Es gibt verschiedene Kategorien von leitungsgebundenem und abgestrahltem Rauschen. Gleichtaktrauschen tritt als Signal auf, das Differential-Ein- und -Ausgangsanschlüsse sowie positive und negative Spannungsschienen der Netzteile überlagert. Um Gleichtaktstörungen zu reduzieren und gleichzeitig eine unterbrechungsfreie Übertragung der gewünschten differenziellen Signale zu gewährleisten, werden häufig Gleichtaktdrosseln („Common Mode Chokes“, CMC) eingesetzt, die aus zwei Wicklungen bestehen, die einen Ferritkern umschließen.
###
- Ziel 1: Benenne in den Einträgen von der Zeile mit „User intent: locate the tall“ bis einschließlich der Zeile mit „[[99, 305, 226, 396]]“ „lemon“ in „lime“ um. Gib nur diese Zeilen aus und lass alles andere unverändert.
Der Abschnitt über Gleichtaktrauschen und die Einträge sind voneinander unabhängig.

- Dateneinträge:
###
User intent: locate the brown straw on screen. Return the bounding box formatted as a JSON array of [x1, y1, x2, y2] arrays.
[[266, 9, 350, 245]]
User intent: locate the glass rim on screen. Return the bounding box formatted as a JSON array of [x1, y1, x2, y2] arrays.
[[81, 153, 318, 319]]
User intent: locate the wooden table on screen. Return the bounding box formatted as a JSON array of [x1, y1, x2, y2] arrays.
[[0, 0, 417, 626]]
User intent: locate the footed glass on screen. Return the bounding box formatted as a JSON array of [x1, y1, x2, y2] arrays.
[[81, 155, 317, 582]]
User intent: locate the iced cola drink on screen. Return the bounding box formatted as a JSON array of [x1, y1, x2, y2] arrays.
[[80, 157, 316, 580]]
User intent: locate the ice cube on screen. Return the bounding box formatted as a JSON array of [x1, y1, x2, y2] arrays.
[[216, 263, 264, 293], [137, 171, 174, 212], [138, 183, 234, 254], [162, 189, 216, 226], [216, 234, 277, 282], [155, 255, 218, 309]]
###
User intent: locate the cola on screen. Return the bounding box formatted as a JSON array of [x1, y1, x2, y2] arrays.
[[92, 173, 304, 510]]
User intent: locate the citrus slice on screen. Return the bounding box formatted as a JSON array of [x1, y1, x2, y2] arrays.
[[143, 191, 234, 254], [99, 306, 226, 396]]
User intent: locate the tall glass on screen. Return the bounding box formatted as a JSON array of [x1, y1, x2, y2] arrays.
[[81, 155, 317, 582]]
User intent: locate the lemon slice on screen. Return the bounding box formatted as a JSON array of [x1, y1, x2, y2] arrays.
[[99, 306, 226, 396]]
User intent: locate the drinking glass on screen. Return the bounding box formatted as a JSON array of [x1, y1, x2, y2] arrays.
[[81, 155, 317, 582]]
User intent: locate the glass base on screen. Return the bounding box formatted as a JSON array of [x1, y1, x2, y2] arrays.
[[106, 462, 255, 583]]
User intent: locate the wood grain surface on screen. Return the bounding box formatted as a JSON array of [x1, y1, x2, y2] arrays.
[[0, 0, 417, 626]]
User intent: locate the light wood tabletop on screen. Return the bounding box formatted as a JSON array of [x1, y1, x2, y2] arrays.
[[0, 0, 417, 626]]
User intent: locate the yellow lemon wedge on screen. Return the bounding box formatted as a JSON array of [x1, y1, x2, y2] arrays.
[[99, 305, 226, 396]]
###
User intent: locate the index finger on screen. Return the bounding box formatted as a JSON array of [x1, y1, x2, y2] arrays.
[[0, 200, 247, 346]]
###
- Ziel 2: Setze den Abschnitt über Gleichtaktrauschen im Anschluss an seinen letzten Satz fort.

- Ergebnis 1:
User intent: locate the tall glass on screen. Return the bounding box formatted as a JSON array of [x1, y1, x2, y2] arrays.
[[81, 155, 317, 582]]
User intent: locate the lime slice on screen. Return the bounding box formatted as a JSON array of [x1, y1, x2, y2] arrays.
[[99, 306, 226, 396]]
User intent: locate the drinking glass on screen. Return the bounding box formatted as a JSON array of [x1, y1, x2, y2] arrays.
[[81, 155, 317, 582]]
User intent: locate the glass base on screen. Return the bounding box formatted as a JSON array of [x1, y1, x2, y2] arrays.
[[106, 462, 255, 583]]
User intent: locate the wood grain surface on screen. Return the bounding box formatted as a JSON array of [x1, y1, x2, y2] arrays.
[[0, 0, 417, 626]]
User intent: locate the light wood tabletop on screen. Return the bounding box formatted as a JSON array of [x1, y1, x2, y2] arrays.
[[0, 0, 417, 626]]
User intent: locate the yellow lime wedge on screen. Return the bounding box formatted as a JSON array of [x1, y1, x2, y2] arrays.
[[99, 305, 226, 396]]

- Ergebnis 2:
Differenzielle Störsignale laufen in entgegengesetzte Richtungen und können mit einem geeigneten Filter unterdrückt werden, der aus einem Induktor, einem Kondensator oder einer Gleichtaktdrossel im Differenzialmodus besteht. Elektrostatische Entladung ( ESD) kann zu transienten Spannungsspitzen (große dV/dt) führen, die schädliche Hochspannungen auf Kabeln induzieren und Halbleiter und andere Bauteile beschädigen können. Spannungsabhängige Widerstände (Varistoren) oder Überspannungsschutzvorrichtungen (Transient Voltage Suppressors, TVS) können zum Schutz vor den potenziell schädlichen Auswirkungen von ESD beitragen. Bild 2 zeigt, wie ein typisches Multidrop-10BASE-T1S-Netzwerk, das mehrere Steuergeräte in einem Automobil verbindet, durch eine Kombination aus CMCs und Varistoren geschützt wird.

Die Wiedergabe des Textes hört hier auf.